### [Assignment]
Copy the Cameroon database passage below, starting with "Main Features of" and going on through "Plant Biology (2001-2005)", and change "records" to "listings" each time it appears.

Page extract Block Start

Main Features of the Cameroon database:
|
64,000 |
Georeferenced specimen records |
|
21,826 |
Bar-coded specimens at RBG Kew |
|
4,740 |
Verified checklist level taxon records |
|
1,567 |
Specimens with local names and uses |
Comparative Plant Biology (2001-2005)
Our highest priority in Cameroon is conservation-focused botanical inventory, and not comparative biology. However, fieldwork provides opportunities to conduct studies on plant groups that are not possible in the Herbarium and Kew botanists have taken advantage of this (Mackinder, legume nitrogen assimilation studies with Nwaga and Kiam, Univ.Yaoundé, and revision of Berlinia (Leguminosae-Caesalpinoideae); Rønsted, molecular phylogeny of African Ficus (Moraceae); Salazar and Roberts, Orchidaceae; Baena, forest-change GIS analysis; Gosline, revision of Octoknema; Cheek, e.g. monographic studies of rheophytes with Swaine, Univ. Aberdeen, and Ameka, Univ. Ghana; saprophytes with Paula Rudall). Pollination biology, intra-populational variation and tree root observations are examples of studies conducted that would be impossible in the Herbarium.

Page extract Block End
Data Block Start

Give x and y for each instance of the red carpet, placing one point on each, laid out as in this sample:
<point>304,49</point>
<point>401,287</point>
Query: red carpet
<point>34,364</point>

Data Block End

### [Answer for this exercise]
Main Features of the Cameroon database:
|
64,000 |
Georeferenced specimen listings |
|
21,826 |
Bar-coded specimens at RBG Kew |
|
4,740 |
Verified checklist level taxon listings |
|
1,567 |
Specimens with local names and uses |
Comparative Plant Biology (2001-2005)